**EXERCISE DESCRIPTION**
Retype the data that follows line by line, exactly, and leave its pictures out.

..........

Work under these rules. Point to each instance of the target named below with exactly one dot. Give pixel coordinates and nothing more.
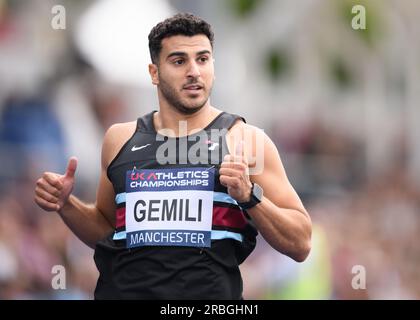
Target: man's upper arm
(114, 139)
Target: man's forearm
(286, 230)
(85, 220)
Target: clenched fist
(52, 189)
(234, 174)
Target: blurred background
(342, 106)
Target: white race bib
(169, 207)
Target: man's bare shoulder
(115, 137)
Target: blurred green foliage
(244, 8)
(277, 63)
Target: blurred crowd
(362, 221)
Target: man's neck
(170, 122)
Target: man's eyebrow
(176, 54)
(183, 54)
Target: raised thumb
(71, 167)
(239, 150)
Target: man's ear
(154, 73)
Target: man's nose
(193, 70)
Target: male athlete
(183, 190)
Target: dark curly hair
(185, 24)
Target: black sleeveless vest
(176, 272)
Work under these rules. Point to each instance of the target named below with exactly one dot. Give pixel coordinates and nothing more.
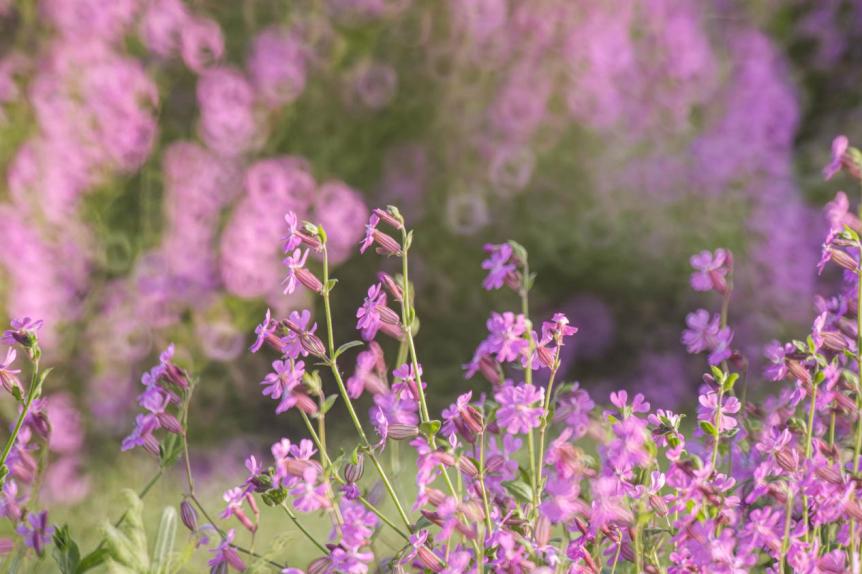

..........

**EXERCISE RESULT**
Work under these rules. Point to each instance of the target named below with exactly one dot. Give pixel coordinates and nothing more.
Target: man's upper arm
(114, 139)
Target: man's forearm
(286, 230)
(85, 220)
Target: clenched fist
(52, 189)
(234, 174)
Target: blurred background
(342, 106)
Target: white race bib
(169, 207)
Target: man's bare shoulder
(115, 137)
Target: blurred green foliage
(244, 8)
(277, 63)
Target: blurred crowd
(362, 221)
Target: man's neck
(170, 122)
Target: man's eyebrow
(176, 54)
(183, 54)
Target: raised thumb
(71, 167)
(239, 150)
Target: man's ear
(154, 73)
Target: man's nose
(193, 70)
Target: male athlete
(183, 190)
Target: dark curly hair
(185, 24)
Target: black sleeveless vest
(176, 272)
Work under these rules. Point to each instance of the target named below with exactly one dot. Give pixel coordinates and nothing more.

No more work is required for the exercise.